**TUGAS SINGKAT A**
Dalam teks tentang mal dan kesejahteraan masyarakat, sudah berapa lama penulis tinggal di wilayah yang dibahas?
**TUGAS SINGKAT B**
Lanjutkan teks tentang mal dan kesejahteraan masyarakat Jakarta, mulai setelah kalimat terakhirnya.

**TEKS BACAAN**

——

Sabtu, 07 Januari 2012

Antara Mall dan Kesejahteraan Masyarakat, Apakah ada Hubunganya ?


Ilustrasi Mall (foto : Istimewa)
Jakarta - Beberapa hari lalu, sembari ada urusan keluarga, penulis mencoba untuk mengitari beberapa lokasi penting di dua wilayah DKI Jakarta: Jakarta Pusat dan Jakarta Utara. Dua kotamadya ini memiliki karakteristik sangat bertolak belakang:Jakarta Utara (Jakut) yang dibangun untuk menopang basis transportasi industri yang berasal dari pelabuhan Tanjung priok, serta Jakarta Pusat (Jakpus) yang dibangun dengan metode full of shopping and business.
Dengan pola pembangunan seperti ini, wajar jika kita agak sulit menemukan industri-industri dengan segala perangkat pendukungnya, bertebaran di Jakpus. Sebaliknya, di Jakut, meski ada beberapa pusat-pusat perbelanjaan, namun secara kuantitas dan kualitas tak lebih memadai ketimbang yang ada di Jakut. Jakut 13, dan Jakpus 20 pusat perbelanjaan.
Penulis mencoba memahami lebih dekat bagaimana dua wilayah ini memainkan basis perekonomiannya, based on spot-spot dimana terdapat perbelanjaan terbesar berlokasi. Kelapa Gading dengan MKG-nya, Cempaka Putih dengan ITC-nya, Senen dengan Pasar Senen-nya, dan Tanjung Priok dengan beberapa ragam pasarnya (Pasar Permai, Pasar Sindang, Pasar Ular, dan sebagainya).
Meski sudah sekitar 20 tahun penulis tinggal di wilayah ini, tapi penulis masih heran dengan fenomena yang terjadi. Penulis bertanya Apa efek dari banyaknya pusat perbelanjaan tersebut bagi peningkatan kesejahteraan  masyarakat Jakarta di dua wilayah ini? Adakah atau jangan-jangan malah semakin memperkuat yang kaya dan makin memperlemah yang miskin?

——

**DATA**
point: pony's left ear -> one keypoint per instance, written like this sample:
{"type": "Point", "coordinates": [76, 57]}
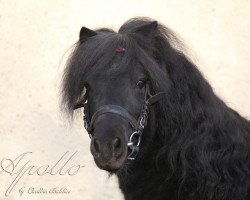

——

**JAWABAN A**
Sekitar 20 tahun.

**JAWABAN B**
Relasi oposisi biner ini penulis jadikan sebagai kacamata dalam melihat efek dari maraknya pusat perbelanjaan di Jakarta. Terlebih yang ada di Jakarta Utara dan Jakarta Pusat. Relasi antara pengusaha yang memegang kendali perekonomian dengan warganya yang bekerja untuknya. Relasi antara seorang ”buruh” dengan ”majikan”. Relasi antara mereka yang ”not have” dengan yang ”the have”. Sehingga, kacamata ini akan menentukan apa kehadiran kelas atas yang sangat dominan perannya – bukan kuantitasnya – di Jakarta, mempunyai pengaruh signifikan untuk perbaikan kesejahteraan masyarakat pada umumnya versi HDI (kesehatan, ekonomi, dan pendidikan) ataukah tidak.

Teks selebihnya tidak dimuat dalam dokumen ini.